Le coronavirus, révélateur des fractures israéliennes

image istock

Communautarisme et conflits politiques minent la gestion de la maladie par le gouvernement israélien. La population en perd son hébreu.

Faudra-t-il croquer seul dans la pomme au miel, au soir du nouvel an ? La question est dans tous les esprits en Israël. Alors que les fêtes marquant le passage à l’année 5781 auront lieu dans une semaine, le gouvernement devait annoncer jeudi soir les modalités du prochain confinement. Des règles qu’il devient plus difficile de suivre à mesure que la confiance envers les autorités s’érode. Ils ont beau être habitués à vivre dans le chaos, les Israéliens sont exaspérés par la gestion de cette crise sanitaire.

La division d’Israël en communautés qui ont chacune leur agenda ne fait qu’aggraver la situation. Dans ce contexte, les juifs ultra-orthodoxes jouent un rôle crucial. Particulièrement touchés par le coronavirus, ces croyants représentent 12% de la population, mais plus de 22% des malades. Comme les Arabes israéliens eux aussi atteints de plein fouet, ils font partie des segments les plus pauvres et à la plus forte progression démographique d’Israël. Les convaincre d’appliquer les recommandations sanitaires est crucial. Or, le leadership ultra-orthodoxe perçoit les directives étatiques comme une insupportable entrave à l’autonomie qui leur permet d’évoluer dans le strict respect de leur compréhension du judaïsme depuis septante-trois ans. C’est en effet grâce à un accord passé en 1948 avec le fondateur de l’Israël moderne David Ben Gourion que personne ne s’est jamais immiscé dans la conduite de leurs affaires.

Exercices de lecture:
a – Dites si chacune de ces affirmations concorde avec l'article sur le coronavirus en Israël, en répondant par oui ou par non et en citant les mots décisifs de l'article : (i) les ultra-orthodoxes représentent 12 % de la population mais plus de 22 % des malades ; (ii) les fêtes du passage à l'année 5781 auront lieu dans un mois ; (iii) l'accord avec David Ben Gourion a été passé en 1948.
b – Poursuivez, s'il vous plaît, l'article sur le coronavirus en Israël après sa dernière phrase.
Les items présentés ensuite forment un matériel indépendant de l'article.

Matériel fourni:

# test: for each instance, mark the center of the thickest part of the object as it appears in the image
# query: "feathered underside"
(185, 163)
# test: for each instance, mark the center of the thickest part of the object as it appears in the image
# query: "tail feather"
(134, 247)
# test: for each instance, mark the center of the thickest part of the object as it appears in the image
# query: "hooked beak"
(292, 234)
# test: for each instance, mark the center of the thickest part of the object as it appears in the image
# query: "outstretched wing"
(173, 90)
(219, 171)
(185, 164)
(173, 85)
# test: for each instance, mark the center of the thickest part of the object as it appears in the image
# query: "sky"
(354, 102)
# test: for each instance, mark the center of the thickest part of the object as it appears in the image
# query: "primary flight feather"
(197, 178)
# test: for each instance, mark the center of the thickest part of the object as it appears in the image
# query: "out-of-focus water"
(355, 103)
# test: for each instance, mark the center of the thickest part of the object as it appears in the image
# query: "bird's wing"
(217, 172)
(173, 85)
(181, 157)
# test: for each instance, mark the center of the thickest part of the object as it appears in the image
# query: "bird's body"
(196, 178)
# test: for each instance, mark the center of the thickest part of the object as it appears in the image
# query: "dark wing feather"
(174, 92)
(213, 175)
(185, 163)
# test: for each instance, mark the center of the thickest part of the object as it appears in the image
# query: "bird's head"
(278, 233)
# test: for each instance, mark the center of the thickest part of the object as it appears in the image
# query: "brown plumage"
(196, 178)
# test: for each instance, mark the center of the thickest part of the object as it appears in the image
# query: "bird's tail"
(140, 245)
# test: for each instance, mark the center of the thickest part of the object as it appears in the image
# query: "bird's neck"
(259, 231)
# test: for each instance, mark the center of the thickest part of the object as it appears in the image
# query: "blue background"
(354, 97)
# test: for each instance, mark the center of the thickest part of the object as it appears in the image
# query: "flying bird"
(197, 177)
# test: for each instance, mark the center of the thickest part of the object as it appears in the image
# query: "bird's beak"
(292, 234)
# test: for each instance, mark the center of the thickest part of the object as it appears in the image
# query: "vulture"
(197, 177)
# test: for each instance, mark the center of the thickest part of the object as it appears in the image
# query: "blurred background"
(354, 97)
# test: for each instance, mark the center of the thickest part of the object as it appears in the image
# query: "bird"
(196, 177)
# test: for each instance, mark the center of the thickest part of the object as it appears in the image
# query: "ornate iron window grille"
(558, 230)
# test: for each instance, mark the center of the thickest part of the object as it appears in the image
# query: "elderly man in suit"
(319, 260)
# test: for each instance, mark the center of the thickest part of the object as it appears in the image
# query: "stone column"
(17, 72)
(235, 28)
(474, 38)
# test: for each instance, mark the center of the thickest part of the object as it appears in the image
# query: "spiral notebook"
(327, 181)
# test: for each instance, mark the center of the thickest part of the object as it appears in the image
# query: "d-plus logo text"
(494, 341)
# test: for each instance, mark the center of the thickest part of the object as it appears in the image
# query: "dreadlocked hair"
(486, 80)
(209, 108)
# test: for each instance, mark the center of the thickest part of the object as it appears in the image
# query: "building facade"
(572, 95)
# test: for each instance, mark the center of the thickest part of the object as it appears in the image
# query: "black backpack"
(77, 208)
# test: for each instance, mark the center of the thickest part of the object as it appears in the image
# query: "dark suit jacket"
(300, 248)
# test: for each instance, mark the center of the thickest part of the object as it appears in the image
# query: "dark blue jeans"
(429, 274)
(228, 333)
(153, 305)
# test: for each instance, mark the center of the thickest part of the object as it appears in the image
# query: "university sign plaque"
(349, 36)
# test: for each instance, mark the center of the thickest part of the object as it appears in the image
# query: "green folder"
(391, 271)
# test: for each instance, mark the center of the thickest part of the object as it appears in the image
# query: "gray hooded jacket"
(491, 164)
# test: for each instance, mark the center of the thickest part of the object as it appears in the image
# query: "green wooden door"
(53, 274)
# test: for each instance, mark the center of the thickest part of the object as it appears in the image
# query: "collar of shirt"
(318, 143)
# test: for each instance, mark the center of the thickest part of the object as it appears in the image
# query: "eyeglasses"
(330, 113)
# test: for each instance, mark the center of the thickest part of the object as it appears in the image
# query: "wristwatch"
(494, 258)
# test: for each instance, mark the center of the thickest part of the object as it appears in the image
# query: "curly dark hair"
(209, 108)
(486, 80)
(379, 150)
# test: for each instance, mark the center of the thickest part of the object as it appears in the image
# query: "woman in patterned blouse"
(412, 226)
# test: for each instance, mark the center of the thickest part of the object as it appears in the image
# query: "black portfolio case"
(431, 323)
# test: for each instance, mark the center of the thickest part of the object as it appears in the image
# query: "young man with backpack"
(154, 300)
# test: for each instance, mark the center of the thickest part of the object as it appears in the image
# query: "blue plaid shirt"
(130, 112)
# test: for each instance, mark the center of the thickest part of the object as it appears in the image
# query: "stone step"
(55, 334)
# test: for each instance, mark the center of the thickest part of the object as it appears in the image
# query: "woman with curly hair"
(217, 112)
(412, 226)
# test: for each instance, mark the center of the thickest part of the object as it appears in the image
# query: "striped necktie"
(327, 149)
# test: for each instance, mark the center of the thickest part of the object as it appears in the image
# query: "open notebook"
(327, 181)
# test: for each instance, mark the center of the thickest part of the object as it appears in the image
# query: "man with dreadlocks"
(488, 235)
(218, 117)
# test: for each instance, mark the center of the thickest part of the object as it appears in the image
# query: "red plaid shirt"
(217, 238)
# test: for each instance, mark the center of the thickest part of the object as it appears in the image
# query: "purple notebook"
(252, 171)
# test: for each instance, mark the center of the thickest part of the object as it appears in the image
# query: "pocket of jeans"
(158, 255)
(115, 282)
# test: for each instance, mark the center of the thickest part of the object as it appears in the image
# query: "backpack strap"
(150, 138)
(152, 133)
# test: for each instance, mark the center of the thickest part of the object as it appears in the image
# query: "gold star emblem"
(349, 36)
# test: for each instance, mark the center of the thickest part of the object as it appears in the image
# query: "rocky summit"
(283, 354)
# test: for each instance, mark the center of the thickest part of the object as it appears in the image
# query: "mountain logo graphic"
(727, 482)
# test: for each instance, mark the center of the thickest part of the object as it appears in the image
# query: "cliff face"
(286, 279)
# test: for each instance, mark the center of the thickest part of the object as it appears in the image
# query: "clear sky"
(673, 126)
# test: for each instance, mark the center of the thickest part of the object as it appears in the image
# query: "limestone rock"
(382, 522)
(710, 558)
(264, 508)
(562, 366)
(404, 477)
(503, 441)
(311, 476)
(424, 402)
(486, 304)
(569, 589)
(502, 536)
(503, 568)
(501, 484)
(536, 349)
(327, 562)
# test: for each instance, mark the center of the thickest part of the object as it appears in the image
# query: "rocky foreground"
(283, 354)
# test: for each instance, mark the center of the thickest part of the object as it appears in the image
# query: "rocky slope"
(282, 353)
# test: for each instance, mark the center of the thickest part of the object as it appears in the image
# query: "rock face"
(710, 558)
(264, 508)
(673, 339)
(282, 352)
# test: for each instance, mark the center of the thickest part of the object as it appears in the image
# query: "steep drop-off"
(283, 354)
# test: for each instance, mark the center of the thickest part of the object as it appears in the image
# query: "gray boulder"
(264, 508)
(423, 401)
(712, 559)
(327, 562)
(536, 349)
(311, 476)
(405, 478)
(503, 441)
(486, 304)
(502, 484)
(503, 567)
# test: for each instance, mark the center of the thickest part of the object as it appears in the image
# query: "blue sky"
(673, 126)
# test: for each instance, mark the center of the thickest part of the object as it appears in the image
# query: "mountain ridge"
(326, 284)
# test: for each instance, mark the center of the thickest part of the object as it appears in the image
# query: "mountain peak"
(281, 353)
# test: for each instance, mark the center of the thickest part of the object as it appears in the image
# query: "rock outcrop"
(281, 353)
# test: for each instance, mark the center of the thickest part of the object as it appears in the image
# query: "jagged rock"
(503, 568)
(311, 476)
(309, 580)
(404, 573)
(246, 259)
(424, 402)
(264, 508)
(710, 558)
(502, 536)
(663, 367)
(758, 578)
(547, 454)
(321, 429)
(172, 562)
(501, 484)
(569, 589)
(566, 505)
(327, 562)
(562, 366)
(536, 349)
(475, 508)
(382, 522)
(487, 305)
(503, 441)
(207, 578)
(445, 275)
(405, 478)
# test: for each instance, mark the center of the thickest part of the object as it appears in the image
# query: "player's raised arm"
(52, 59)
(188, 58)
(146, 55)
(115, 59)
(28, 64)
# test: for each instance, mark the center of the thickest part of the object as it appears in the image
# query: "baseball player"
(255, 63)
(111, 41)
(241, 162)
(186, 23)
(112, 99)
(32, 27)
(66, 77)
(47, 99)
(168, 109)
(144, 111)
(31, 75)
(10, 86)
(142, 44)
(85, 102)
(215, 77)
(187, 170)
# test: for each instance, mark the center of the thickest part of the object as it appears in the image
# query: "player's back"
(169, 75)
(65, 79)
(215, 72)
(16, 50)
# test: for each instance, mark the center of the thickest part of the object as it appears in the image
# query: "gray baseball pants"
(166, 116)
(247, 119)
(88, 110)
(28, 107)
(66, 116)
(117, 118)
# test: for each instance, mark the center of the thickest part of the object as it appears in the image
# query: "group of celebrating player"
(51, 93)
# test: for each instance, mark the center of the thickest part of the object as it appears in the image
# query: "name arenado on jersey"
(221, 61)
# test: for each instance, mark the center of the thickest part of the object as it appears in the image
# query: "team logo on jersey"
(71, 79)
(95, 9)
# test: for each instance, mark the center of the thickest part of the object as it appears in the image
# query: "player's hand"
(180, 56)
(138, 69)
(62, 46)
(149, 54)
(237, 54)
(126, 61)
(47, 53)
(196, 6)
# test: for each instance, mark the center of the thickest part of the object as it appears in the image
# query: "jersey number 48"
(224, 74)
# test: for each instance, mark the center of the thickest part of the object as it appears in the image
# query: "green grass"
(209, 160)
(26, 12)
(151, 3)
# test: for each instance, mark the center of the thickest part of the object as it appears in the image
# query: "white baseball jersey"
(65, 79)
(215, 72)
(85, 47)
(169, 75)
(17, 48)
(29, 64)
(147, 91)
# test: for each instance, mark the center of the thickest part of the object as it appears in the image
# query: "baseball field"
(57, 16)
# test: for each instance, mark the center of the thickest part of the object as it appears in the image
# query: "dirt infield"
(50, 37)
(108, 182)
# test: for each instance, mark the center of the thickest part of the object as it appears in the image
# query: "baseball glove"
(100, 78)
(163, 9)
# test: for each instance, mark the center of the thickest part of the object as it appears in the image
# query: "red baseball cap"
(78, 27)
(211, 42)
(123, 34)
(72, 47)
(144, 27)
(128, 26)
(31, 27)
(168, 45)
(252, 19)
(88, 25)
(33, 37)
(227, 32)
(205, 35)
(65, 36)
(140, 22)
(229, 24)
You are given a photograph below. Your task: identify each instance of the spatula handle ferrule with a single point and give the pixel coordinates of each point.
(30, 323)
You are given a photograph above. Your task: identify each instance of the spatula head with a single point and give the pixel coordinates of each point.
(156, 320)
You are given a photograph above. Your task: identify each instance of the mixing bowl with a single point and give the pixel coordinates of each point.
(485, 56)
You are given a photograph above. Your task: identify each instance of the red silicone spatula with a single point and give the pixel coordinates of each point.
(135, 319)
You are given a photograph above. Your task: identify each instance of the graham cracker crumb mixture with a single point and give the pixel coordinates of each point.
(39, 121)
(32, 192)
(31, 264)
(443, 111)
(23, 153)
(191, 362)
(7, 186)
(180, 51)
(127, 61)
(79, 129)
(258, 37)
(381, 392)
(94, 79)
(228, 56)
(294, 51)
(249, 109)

Corrigé des exercices:
a –
(i) Oui : « ces croyants représentent 12% de la population, mais plus de 22% des malades ».
(ii) Non : « les fêtes marquant le passage à l’année 5781 auront lieu dans une semaine ».
(iii) Oui : « grâce à un accord passé en 1948 avec le fondateur de l’Israël moderne David Ben Gourion ».

b –
Une liberté qu’ils ont défendue en s’investissant en politique avec tant de succès qu’aujourd’hui, le premier ministre israélien ne peut plus rien faire sans eux. Benjamin Netanyahou doit absolument rester au pouvoir pour éloigner de lui le spectre des procès, alors qu’il a été mis en accusation pour corruption dans trois affaires. Le procureur général de l’Etat d’Israël commençait d’ailleurs mercredi à examiner s’il devait quitter son poste de premier ministre pour avoir profité de ses privilèges afin de dénigrer la justice. Dans ce contexte, impossible de fâcher ses alliés des partis ultra-orthodoxes Shas et Judaïsme Unifié de la Torah.

Il faut avoir cet élément en tête pour comprendre la semaine mouvementée qui vient de se dérouler. Dimanche, le plan de lutte contre le coronavirus a été abandonné à peine quelques heures après avoir été annoncé. Divisant Israël en zones vertes, jaunes, oranges ou rouges, il a été attaqué par les ultra-orthodoxes dont plusieurs localités auraient dû être confinées.  Lettre ouverte pour annoncer leur refus d’appliquer les mesures, menaces de sécession : en à peine quelques heures, Benjamin Netanyahou a fait volte-face. Mardi soir, le confinement partiel d’une quarantaine de villes était adopté pour une semaine, une mesure peu respectée dans de nombreux quartiers orthodoxes.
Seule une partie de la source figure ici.